WHAT IS NEEDED: All the entries that follow must be written out again exactly.

(Stored data entries)
***
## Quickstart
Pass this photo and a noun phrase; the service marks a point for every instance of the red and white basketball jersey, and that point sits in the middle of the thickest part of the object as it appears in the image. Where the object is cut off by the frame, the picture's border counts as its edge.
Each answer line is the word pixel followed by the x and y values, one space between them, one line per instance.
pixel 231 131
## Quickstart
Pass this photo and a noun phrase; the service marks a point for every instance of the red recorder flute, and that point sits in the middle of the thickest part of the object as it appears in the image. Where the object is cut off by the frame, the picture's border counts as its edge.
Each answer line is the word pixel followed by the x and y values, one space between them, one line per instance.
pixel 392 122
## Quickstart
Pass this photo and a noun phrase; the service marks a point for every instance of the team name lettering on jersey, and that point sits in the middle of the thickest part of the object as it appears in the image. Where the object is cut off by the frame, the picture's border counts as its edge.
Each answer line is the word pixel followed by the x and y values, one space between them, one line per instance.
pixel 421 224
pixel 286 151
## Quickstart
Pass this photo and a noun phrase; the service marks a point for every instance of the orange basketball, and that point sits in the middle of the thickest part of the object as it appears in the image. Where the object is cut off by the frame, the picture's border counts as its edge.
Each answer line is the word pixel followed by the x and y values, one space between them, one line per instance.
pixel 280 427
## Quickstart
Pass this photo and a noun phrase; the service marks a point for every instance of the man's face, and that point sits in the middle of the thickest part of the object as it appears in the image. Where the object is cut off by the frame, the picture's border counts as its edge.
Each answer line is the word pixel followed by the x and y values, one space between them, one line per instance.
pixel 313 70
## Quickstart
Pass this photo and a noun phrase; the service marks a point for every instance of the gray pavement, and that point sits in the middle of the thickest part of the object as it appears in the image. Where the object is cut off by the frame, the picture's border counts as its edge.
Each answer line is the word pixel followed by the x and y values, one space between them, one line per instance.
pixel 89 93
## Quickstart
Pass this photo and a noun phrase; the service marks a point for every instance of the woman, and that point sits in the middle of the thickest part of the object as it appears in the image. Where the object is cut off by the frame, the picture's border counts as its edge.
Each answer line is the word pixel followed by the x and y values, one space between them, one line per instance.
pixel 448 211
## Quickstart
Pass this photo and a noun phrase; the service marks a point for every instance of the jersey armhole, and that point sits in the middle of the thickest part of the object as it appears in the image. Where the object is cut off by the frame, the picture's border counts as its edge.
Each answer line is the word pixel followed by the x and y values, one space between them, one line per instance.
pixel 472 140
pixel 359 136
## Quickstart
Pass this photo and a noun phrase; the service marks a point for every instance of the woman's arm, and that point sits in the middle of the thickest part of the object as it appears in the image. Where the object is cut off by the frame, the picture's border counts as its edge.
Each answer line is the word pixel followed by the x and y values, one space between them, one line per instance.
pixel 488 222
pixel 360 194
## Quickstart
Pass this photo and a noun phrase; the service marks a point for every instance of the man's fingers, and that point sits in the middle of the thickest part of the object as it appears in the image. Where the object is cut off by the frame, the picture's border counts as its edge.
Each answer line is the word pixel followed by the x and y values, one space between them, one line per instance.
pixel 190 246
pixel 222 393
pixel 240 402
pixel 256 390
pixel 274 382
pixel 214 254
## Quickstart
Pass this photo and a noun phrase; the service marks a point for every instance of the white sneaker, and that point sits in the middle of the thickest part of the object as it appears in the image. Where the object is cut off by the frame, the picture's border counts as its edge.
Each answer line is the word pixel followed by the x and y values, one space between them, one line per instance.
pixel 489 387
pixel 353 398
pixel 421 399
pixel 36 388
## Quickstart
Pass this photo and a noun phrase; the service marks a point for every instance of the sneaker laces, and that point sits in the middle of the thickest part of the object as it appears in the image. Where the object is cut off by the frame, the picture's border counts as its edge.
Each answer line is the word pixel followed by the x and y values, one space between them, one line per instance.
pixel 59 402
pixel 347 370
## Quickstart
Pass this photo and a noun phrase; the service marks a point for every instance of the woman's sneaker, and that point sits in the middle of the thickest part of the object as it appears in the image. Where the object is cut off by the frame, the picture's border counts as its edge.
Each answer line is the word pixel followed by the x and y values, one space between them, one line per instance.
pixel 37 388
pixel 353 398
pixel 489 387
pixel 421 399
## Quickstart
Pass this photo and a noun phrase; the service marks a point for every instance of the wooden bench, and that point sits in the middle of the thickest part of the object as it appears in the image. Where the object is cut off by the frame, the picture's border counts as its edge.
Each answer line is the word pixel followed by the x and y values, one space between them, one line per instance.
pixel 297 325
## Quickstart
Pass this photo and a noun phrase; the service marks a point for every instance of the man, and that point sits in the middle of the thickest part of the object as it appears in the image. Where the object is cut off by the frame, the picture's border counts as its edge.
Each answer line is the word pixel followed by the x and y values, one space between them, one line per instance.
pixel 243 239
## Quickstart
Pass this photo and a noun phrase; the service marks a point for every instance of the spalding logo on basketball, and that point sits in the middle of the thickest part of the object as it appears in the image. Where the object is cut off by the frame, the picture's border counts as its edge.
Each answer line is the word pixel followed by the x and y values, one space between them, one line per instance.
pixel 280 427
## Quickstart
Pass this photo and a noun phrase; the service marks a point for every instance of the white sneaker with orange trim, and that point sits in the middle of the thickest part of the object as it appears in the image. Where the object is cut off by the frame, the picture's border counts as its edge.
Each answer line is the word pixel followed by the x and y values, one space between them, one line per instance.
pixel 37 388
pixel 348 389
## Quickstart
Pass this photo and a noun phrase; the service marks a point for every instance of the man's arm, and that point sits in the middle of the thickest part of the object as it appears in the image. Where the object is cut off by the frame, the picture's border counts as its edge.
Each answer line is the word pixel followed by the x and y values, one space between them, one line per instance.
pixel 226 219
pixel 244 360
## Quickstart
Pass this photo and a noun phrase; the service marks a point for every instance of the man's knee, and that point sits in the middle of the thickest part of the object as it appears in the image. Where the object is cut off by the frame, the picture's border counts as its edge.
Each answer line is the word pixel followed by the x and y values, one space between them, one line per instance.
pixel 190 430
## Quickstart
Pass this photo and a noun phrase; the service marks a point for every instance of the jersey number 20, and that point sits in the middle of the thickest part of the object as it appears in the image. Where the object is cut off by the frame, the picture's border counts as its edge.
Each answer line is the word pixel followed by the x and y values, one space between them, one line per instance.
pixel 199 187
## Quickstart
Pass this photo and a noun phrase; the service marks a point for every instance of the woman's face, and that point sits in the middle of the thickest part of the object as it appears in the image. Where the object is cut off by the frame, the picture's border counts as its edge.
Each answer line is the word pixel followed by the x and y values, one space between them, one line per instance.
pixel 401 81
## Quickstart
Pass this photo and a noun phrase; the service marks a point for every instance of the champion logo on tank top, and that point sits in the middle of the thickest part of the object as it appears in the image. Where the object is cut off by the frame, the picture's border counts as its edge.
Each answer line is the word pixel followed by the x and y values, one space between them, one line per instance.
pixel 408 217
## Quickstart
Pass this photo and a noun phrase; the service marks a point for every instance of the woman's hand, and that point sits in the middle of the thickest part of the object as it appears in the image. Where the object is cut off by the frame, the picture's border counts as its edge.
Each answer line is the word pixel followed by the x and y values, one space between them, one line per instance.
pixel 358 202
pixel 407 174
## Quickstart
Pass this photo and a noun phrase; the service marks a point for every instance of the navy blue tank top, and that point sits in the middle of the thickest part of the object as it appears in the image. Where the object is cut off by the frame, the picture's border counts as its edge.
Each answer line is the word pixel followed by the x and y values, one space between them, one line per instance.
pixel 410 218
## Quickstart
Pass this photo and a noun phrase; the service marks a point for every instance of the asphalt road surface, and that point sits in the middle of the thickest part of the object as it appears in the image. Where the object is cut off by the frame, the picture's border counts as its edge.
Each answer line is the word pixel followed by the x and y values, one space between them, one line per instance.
***
RESULT OF THIS TASK:
## Quickstart
Pass this photo and a noun phrase; the service marks a point for every instance of the red and white basketball jersey, and that point sits in the middle of the thickest part of the object as it appears in the image. Where the object is cut off by the frame, the picture's border counts as its edge.
Each answer line is the word pixel followed by the x and y values, one space between them, one line per instance.
pixel 231 131
## Quickstart
Pass this photo and a noun phrase; the service marks a point for every instance of the red recorder flute, and that point sits in the middle of the thickest part of the object as it appears in the image. Where the object is cut off by the frame, the picture's border counts as its edge.
Each answer line is the word pixel followed by the x and y values, one space between them, one line per instance.
pixel 392 122
## Quickstart
Pass this photo and a noun phrase; the service marks a point for every instance of the team name lettering on jersey, and that point sits in the middle of the thickest part of the object as it appears in the image. Where the object is cut off by the frame, the picture's border counts as its edge.
Each answer line is the word pixel followed by the x and y values, one space between them, one line per instance.
pixel 421 224
pixel 286 151
## Quickstart
Pass this photo and a noun phrase; the service marks a point for every instance of the orange basketball, and that point sits in the middle of the thickest part of the object as it appears in the image. Where the object is cut off by the frame, the picture's border counts as its edge.
Each answer line is the word pixel followed by the x and y values, one space between them, one line per instance.
pixel 280 427
## Quickstart
Pass this photo and a noun phrase; the service marks a point for every instance of the man's face, and that point sits in the middle of the thickest part of the object as it appears in the image. Where the object is cut off by the frame, the picture's border counts as its edge.
Each answer line is the word pixel followed by the x and y values, one space between them, one line per instance.
pixel 313 70
## Quickstart
Pass this photo and a noun phrase; the service marks a point for every instance of the gray pavement, and that point sits in the middle of the thickest part of the object as it appears in the image. Where the object is cut off by the frame, the picture's border counts as its edge.
Each answer line is the word pixel followed by the x and y values, one space between them, one line per instance.
pixel 89 93
## Quickstart
Pass this photo and a noun phrase; the service marks a point for every instance of the woman, and that point sits in the middle of the thickest part of the object as it appears in the image. Where the object is cut off by the frame, the picture's border counts as its edge.
Each answer line is the word pixel followed by the x and y values, one space between them, one line per instance.
pixel 448 211
## Quickstart
Pass this photo and a noun phrase; the service marks a point for every instance of the jersey armhole, and that point sits in the middle of the thickest part of the object as it appears in the image. Where the object is cut off by the frame, the picture's border counts as its edge.
Each answer line is the word pixel followed by the x and y values, one space between them, one line per instance.
pixel 472 140
pixel 359 136
## Quickstart
Pass this photo and a noun phrase; the service marks a point for every instance of the woman's arm, and that point sits in the middle of the thickest part of the object as it appears in the image. Where the object is cut off by the frame, the picture's border counts as its edge.
Each answer line is the word pixel followed by the x and y values, one space between them, one line per instance.
pixel 488 222
pixel 360 194
## Quickstart
Pass this photo and a noun phrase; the service marks a point for every instance of the man's fingers, and that point sits in the middle of the thickest part of the object as it appears in the image. Where the object is cut off by the frame, the picture's border counts as its edge.
Each answer line is the word pixel followed by the x and y values, one space between them, one line per instance.
pixel 190 246
pixel 222 393
pixel 240 402
pixel 256 390
pixel 274 382
pixel 214 254
## Quickstart
Pass this photo and a noun phrase; the service marks a point for every instance of the white sneaker, and that point sits in the middle of the thickest part of the object as it appears in the image. Where the object is cut off by the frame, the picture's border counts as its edge.
Each answer line is the word pixel followed by the x and y values, one space between them, one line per instance.
pixel 489 387
pixel 353 398
pixel 421 399
pixel 36 388
## Quickstart
Pass this photo and a noun phrase; the service marks a point for every instance of the sneaker laces, and that point sits in the middle of the thickest part of the object as it appears in the image. Where the object is cut off by the frame, the picture's border counts as its edge.
Each answer line is the word pixel followed by the x and y values, one space between them, one line per instance.
pixel 59 402
pixel 347 370
## Quickstart
Pass this photo and a noun phrase; the service marks a point for every instance of the woman's sneaker, and that point sits in the middle of the thickest part of the object as it appears in the image. Where the object is cut off by the frame, the picture's border counts as its edge.
Each answer line is the word pixel followed by the x and y values, one space between them, one line per instance.
pixel 37 388
pixel 353 398
pixel 489 387
pixel 421 399
## Quickstart
Pass this photo and a noun phrase; the service marks a point for every instance of the wooden bench, and that point sits in the middle of the thickest part of the object as it appears in the image. Where the object is cut off by the frame, the picture's border counts as its edge.
Each answer line is the word pixel followed by the x and y values, one space between them, one line per instance.
pixel 297 325
## Quickstart
Pass this photo and a noun phrase; the service marks a point for every instance of the man, and that point sits in the middle of the thickest part of the object as it appears in the image. Where the object is cut off by the frame, the picture's border counts as its edge.
Each answer line is the word pixel followed by the x and y values, one space between them, one line per instance.
pixel 243 239
## Quickstart
Pass this photo and a noun phrase; the service marks a point for every instance of the spalding logo on basketball, and that point sits in the middle of the thickest part of the object as it appears in the image. Where the object is cut off by the frame, the picture's border counts as its edge.
Each answer line is the word pixel followed by the x and y values, one space between them, one line per instance.
pixel 280 427
## Quickstart
Pass this photo and a noun phrase; the service marks a point for every instance of the white sneaker with orange trim, and that point sits in the middle of the thickest part of the object as it appears in the image. Where the object is cut off by the frame, the picture's border counts as its edge.
Each answer line is the word pixel followed by the x and y values, one space between them, one line per instance.
pixel 37 388
pixel 348 389
## Quickstart
Pass this photo and a noun phrase; the service marks a point for every instance of the man's arm, and that point sits in the middle of the thickest part of the object as it appears in the image. Where the object is cut off by the frame, the picture's border counts as its edge.
Each answer line is the word pixel followed by the x and y values, one space between them, one line per instance.
pixel 226 219
pixel 244 360
## Quickstart
Pass this photo and a noun phrase; the service marks a point for every instance of the man's knee, and that point sits in the middle of the thickest part of the object as it appears in the image. Where the object is cut off by the frame, the picture's border counts as its edge.
Each answer line is the word pixel followed by the x and y values, one space between them, one line per instance.
pixel 190 430
## Quickstart
Pass this photo and a noun phrase; the service marks a point for every instance of the jersey number 20, and that point sits in the middle of the thickest part of the object as it appears in the image. Where the object is cut off by the frame, the picture's border counts as its edge.
Each answer line is the word pixel followed by the x and y values, one space between them, one line per instance.
pixel 199 187
## Quickstart
Pass this photo and a noun phrase; the service marks a point for every instance of the woman's face, and that point sits in the middle of the thickest part of the object as it appears in the image. Where the object is cut off by the frame, the picture's border counts as its edge.
Each answer line is the word pixel followed by the x and y values, one space between them, one line per instance.
pixel 401 81
## Quickstart
Pass this photo and a noun phrase; the service marks a point for every instance of the champion logo on tank top, and that point sits in the middle of the thickest part of the object as it appears in the image. Where the object is cut off by the frame, the picture's border counts as its edge.
Each answer line is the word pixel followed by the x and y values, one space between them, one line per instance.
pixel 408 217
## Quickstart
Pass this photo and a noun phrase; the service marks a point for every instance of the woman's hand, and that point sits in the middle of the thickest part of the object as it appears in the image. Where the object is cut off by the frame, the picture's border counts as its edge.
Each answer line is the word pixel followed by the x and y values, one space between them, one line per instance.
pixel 358 202
pixel 407 174
## Quickstart
Pass this photo and a noun phrase; the service marks a point for every instance of the navy blue tank top, and that point sits in the middle of the thickest part of the object as it appears in the image. Where the object is cut off by the frame, the picture's border counts as its edge.
Each answer line is the word pixel followed by the x and y values, one space between them, one line per instance.
pixel 410 218
## Quickstart
Pass this photo and a noun phrase; the service marks a point for every instance of the asphalt road surface, and that point sits in the middle of the thickest part of the object as it appears in the image. Where the object is cut off by the frame, the picture's border counts as its edge.
Each answer line is the word pixel followed by the x and y values, one space between them, one line per instance.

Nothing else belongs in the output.